◆ WHAT THE TASK REQUIRES
Set down the material exactly, keeping every line whole.
================================
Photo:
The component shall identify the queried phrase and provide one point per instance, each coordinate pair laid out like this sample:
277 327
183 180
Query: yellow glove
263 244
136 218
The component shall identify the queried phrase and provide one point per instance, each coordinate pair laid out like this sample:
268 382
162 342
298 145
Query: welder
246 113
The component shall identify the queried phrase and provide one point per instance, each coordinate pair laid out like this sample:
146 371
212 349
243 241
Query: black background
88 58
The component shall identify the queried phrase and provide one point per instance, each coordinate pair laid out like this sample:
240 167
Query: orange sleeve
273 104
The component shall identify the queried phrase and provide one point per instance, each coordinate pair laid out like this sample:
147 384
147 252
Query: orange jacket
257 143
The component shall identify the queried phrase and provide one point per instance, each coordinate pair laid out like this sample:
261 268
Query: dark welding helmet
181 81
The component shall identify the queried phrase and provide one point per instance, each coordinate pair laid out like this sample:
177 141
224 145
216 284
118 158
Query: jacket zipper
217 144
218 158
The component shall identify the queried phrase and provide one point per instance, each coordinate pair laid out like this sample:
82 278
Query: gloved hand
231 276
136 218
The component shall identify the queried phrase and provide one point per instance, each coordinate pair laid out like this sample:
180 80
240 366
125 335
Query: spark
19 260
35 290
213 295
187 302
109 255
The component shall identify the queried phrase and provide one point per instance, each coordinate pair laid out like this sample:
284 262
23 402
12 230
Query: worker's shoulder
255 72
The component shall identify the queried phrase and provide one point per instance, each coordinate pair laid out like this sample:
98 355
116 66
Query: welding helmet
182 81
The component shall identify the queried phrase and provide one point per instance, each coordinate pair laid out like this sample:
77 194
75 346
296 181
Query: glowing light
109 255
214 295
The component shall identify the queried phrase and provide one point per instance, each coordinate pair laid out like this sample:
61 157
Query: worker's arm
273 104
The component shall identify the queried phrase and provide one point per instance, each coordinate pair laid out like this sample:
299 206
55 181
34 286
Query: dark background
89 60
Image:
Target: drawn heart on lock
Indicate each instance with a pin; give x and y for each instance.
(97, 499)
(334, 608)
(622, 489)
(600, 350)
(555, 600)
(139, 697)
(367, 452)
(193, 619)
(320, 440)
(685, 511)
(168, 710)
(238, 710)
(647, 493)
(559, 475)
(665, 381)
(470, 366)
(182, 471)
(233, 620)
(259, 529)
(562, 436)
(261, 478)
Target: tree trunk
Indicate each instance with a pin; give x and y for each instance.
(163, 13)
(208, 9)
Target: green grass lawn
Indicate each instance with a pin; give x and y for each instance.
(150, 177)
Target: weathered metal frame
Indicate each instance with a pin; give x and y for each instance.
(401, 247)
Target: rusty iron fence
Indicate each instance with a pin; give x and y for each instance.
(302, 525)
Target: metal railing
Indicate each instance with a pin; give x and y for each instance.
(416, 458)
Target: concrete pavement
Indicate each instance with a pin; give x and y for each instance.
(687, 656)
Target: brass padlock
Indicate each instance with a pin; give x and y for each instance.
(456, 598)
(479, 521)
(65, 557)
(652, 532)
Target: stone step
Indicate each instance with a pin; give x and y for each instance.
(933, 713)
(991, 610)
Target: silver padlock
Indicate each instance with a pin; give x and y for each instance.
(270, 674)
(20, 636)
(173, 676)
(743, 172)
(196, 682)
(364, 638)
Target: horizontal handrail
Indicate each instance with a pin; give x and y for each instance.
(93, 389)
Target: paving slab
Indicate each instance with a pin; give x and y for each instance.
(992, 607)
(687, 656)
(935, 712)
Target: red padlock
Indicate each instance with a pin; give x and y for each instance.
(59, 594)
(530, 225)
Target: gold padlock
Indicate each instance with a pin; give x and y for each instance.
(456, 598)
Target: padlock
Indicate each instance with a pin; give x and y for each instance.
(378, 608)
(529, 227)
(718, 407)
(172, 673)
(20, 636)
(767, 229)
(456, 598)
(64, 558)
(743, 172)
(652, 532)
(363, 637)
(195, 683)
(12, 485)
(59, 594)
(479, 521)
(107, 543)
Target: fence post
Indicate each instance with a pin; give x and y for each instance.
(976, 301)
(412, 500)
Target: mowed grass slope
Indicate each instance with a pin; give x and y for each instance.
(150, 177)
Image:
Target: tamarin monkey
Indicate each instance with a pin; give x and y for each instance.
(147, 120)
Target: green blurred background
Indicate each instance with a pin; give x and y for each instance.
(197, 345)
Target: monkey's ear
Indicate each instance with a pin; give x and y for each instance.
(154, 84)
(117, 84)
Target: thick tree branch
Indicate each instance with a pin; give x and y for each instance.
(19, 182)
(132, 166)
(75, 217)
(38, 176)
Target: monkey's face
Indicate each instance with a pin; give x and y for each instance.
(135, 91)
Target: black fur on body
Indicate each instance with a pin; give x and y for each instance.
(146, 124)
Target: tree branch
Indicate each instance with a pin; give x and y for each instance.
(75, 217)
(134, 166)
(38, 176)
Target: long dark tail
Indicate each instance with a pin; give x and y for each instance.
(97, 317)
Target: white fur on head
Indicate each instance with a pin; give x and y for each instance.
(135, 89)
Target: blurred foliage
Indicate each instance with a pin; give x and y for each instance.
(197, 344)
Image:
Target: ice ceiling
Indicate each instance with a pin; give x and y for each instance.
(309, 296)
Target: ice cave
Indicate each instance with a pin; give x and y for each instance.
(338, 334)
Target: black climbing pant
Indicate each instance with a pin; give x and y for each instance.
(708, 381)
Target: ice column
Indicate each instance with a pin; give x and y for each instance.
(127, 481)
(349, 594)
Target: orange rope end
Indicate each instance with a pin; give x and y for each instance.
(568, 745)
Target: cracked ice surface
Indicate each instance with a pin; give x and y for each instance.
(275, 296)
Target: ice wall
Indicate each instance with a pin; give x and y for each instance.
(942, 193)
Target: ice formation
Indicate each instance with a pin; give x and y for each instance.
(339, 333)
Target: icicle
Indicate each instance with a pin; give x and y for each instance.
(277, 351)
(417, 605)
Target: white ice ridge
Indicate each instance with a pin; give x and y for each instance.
================================
◆ RESPONSE AREA
Photo:
The component shall identify the queried phrase and provide one point per instance, each coordinate pair laid out like this sample:
277 327
183 180
Query: yellow glove
263 244
136 218
The component shall identify the queried phrase and provide one point per instance, each coordinate pair laid out like this sample:
268 382
162 342
298 145
Query: welder
246 113
The component shall identify the queried phrase and provide one point per instance, each coordinate pair laid out like this sample:
146 371
212 349
243 241
Query: black background
88 58
The component shall identify the queried phrase and provide one point per instance, each coordinate pair laid out like this sample:
240 167
Query: orange sleeve
273 104
The component shall identify the queried phrase and provide one point per instance, each coordinate pair laid out like this sample:
147 384
147 252
Query: orange jacket
257 143
The component shall identify the queried phrase and provide one point per instance, each coordinate pair laid out like this sample:
261 268
Query: dark welding helmet
181 81
The component shall identify the queried phrase and provide one point per instance, each coordinate pair laid out like this sample:
177 141
224 145
216 284
118 158
Query: jacket zipper
217 144
218 158
The component shall identify the queried phrase and provide one point per instance, each coordinate pair laid out like this sample:
82 278
Query: gloved hand
231 276
136 218
The component shall identify the queried phrase and provide one point per instance, each coordinate pair laid out like this sample:
180 80
240 366
125 335
Query: spark
19 260
35 290
213 295
187 302
109 255
The component shall identify the queried phrase and provide one point per instance, each coordinate pair laid out like this sample:
284 262
23 402
12 230
Query: worker's shoulder
255 72
The component shall identify the queried phrase and provide one point per instance, each coordinate pair laid out like this sample:
98 355
116 66
Query: welding helmet
182 81
The component shall identify the queried phrase and provide one point per instance, each coordinate pair laid out like this sample:
77 194
75 346
296 181
Query: glowing light
109 255
214 295
The component shall identify the queried phrase and provide one point per instance, each coordinate pair laid out like this sample:
61 157
Query: worker's arm
273 104
The component shall identify the queried phrase and provide one point per instance, each coordinate pair laid out like this sample:
299 206
55 181
34 286
Query: dark background
89 60
Image:
Target: drawn heart on lock
Indicate each instance with a pin; give x and y for each instance.
(97, 499)
(334, 608)
(622, 489)
(600, 350)
(555, 600)
(139, 697)
(367, 452)
(193, 619)
(320, 440)
(685, 511)
(168, 710)
(238, 710)
(647, 493)
(559, 475)
(665, 381)
(470, 366)
(182, 471)
(233, 620)
(259, 529)
(562, 436)
(261, 478)
Target: tree trunk
Indicate each instance with a pin; give x and y for each instance.
(163, 13)
(208, 9)
Target: green grass lawn
Indicate each instance with a pin; give x and y for each instance.
(150, 177)
Target: weathered metal frame
Indicate each instance with a pin; give x and y for each instance.
(401, 247)
Target: rusty iron fence
Indicate each instance with a pin; give x and y for each instance.
(302, 525)
Target: metal railing
Indicate each instance with a pin; give x and y for each instance.
(416, 458)
Target: concrete pavement
Indicate each instance with a pin; give x and y for each instance.
(687, 656)
Target: brass padlock
Indicate each instance with a pin; give x and y for each instance.
(456, 598)
(479, 521)
(65, 557)
(652, 532)
Target: stone step
Indicate each instance with a pin; give x and y for each instance.
(933, 713)
(991, 610)
Target: silver padlock
Indicate each instance with a pin; give x and y for each instance.
(270, 674)
(20, 636)
(173, 676)
(743, 172)
(196, 682)
(364, 638)
Target: horizontal handrail
Indicate each instance with a pin; give x and y for each instance.
(93, 389)
Target: paving slab
Indicate each instance with a pin; give x and y for each instance.
(992, 607)
(687, 656)
(935, 712)
Target: red padlock
Indicate each instance with a pin; give x and y for each instance.
(59, 594)
(530, 225)
Target: gold padlock
Indicate each instance with a pin; give x and y for each instance.
(456, 598)
Target: padlock
Indicate each instance with a pin; give x and y for each instance.
(378, 608)
(529, 227)
(718, 407)
(172, 673)
(20, 636)
(767, 229)
(456, 598)
(64, 558)
(743, 172)
(652, 532)
(363, 637)
(195, 683)
(12, 485)
(59, 594)
(479, 521)
(107, 543)
Target: fence post
Indicate each instance with a pin; give x and y for each instance.
(976, 301)
(412, 500)
Target: mowed grass slope
Indicate each instance with a pin; give x and y for each instance.
(150, 177)
Image:
Target: tamarin monkey
Indicate each instance with a pin; give x and y for each instance.
(147, 120)
Target: green blurred background
Indicate each instance with a pin; give x and y for each instance.
(197, 345)
Target: monkey's ear
Indicate each instance with a pin; give x and y for each instance.
(154, 84)
(117, 84)
Target: thick tree branch
Indicate each instance with a pin; give x and y for each instance.
(19, 182)
(132, 166)
(75, 217)
(38, 176)
Target: monkey's face
Indicate each instance with a pin; give x and y for each instance.
(135, 91)
Target: black fur on body
Indicate each instance with a pin; give x and y for each instance.
(146, 124)
Target: tree branch
Indicate each instance with a pin; give x and y for each instance.
(75, 217)
(134, 166)
(38, 176)
Target: long dark tail
Indicate each instance with a pin; give x and y for each instance.
(97, 317)
Target: white fur on head
Indicate each instance with a pin; give x and y for each instance.
(135, 89)
Target: blurred foliage
Indicate each instance with a pin; give x and y for each instance.
(197, 344)
Image:
Target: ice ceiling
Indicate each instance with a pin; give x and y for each instance.
(309, 296)
Target: ice cave
Indicate each instance with a pin; give x and y for each instance.
(338, 334)
Target: black climbing pant
Indicate each instance with a pin; give x and y for each instance.
(708, 381)
Target: ice column
Indicate each instance with a pin; give x and y for each instance.
(127, 481)
(349, 594)
Target: orange rope end
Indicate each instance with a pin; give x and y for each instance.
(568, 745)
Target: cracked ice surface
Indicate each instance with a pin; give x and y for each instance.
(275, 296)
Target: ice wall
Indicate each instance with a pin; give x and y for each instance.
(942, 193)
Target: ice formation
Indicate each instance with a pin; give x and y for each instance.
(339, 333)
Target: icicle
Indicate each instance with a pin; give x and y for each instance.
(277, 351)
(417, 605)
Target: white ice ridge
Indicate each instance with a pin; give x and y for each instance.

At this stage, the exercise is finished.